(WHAT THE EXERCISE ASKS) From the line containing "Segment man's shoulder." down to the line containing "Segment grass. Provide" in the records below, reproduce every line exactly, ends included, and omit all others.

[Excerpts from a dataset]
-*-*-
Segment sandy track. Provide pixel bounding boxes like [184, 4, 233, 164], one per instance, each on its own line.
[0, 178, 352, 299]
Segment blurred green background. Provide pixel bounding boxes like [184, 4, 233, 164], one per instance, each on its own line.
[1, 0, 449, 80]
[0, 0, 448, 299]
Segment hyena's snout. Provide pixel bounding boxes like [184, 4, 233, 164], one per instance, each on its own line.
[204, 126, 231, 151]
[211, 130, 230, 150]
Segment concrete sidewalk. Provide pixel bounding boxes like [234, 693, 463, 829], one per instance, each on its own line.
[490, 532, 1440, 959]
-*-*-
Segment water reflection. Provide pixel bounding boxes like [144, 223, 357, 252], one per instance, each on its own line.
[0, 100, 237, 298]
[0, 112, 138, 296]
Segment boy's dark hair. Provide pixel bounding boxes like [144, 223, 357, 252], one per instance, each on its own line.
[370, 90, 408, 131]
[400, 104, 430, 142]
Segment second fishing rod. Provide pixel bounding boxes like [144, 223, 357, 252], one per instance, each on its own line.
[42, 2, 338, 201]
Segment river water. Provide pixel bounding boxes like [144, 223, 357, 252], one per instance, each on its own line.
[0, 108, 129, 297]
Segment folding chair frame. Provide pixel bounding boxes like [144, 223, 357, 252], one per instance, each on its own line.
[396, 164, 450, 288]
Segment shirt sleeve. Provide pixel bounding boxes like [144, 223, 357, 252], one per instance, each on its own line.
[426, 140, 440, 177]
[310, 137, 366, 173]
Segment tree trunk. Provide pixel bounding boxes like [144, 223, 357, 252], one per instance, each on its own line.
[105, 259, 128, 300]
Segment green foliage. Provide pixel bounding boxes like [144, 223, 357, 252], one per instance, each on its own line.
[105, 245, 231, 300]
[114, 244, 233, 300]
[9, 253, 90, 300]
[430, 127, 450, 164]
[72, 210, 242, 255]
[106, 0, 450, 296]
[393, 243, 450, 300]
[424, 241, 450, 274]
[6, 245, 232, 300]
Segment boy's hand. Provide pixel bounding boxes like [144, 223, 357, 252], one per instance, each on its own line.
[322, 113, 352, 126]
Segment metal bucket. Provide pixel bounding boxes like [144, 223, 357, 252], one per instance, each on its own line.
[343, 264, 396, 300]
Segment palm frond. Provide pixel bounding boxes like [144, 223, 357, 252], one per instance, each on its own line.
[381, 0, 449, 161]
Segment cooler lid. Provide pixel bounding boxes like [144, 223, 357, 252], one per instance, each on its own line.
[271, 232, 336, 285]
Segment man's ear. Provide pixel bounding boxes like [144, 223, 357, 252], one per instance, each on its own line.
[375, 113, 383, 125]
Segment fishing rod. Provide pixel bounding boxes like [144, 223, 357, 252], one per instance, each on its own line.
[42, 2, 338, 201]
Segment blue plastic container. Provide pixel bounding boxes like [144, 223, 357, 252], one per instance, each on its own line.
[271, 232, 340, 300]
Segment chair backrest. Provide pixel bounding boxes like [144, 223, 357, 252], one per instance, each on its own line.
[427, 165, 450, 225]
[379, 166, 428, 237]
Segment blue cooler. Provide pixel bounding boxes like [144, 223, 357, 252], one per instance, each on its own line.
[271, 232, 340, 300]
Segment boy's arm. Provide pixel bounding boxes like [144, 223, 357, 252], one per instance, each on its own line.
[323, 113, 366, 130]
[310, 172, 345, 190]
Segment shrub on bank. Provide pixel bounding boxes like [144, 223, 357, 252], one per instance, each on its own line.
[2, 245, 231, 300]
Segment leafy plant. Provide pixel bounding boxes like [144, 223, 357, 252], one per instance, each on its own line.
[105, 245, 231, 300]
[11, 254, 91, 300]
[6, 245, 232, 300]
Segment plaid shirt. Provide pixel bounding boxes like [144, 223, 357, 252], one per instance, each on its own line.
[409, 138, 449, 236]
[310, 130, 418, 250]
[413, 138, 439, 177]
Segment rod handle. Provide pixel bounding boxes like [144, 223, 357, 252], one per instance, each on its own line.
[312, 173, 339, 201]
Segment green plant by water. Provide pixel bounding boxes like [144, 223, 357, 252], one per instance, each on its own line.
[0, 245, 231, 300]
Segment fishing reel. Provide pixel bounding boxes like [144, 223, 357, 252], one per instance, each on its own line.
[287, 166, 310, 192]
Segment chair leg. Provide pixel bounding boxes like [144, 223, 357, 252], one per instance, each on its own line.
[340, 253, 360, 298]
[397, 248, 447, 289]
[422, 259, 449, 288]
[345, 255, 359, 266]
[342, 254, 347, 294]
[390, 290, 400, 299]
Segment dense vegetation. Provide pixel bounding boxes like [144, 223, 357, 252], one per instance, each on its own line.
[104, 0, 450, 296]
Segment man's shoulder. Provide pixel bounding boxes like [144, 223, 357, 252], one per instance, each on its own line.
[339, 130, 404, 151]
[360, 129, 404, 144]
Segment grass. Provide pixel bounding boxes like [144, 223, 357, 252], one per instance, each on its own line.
-*-*-
(SOLUTION)
Segment man's shoulder. Provide pixel bounding boxes like [144, 223, 357, 252], one per instance, each on its own line.
[339, 130, 404, 151]
[360, 129, 404, 144]
Segment grass. Provide pixel bounding boxes like [144, 223, 357, 252], one per instance, each on its own line.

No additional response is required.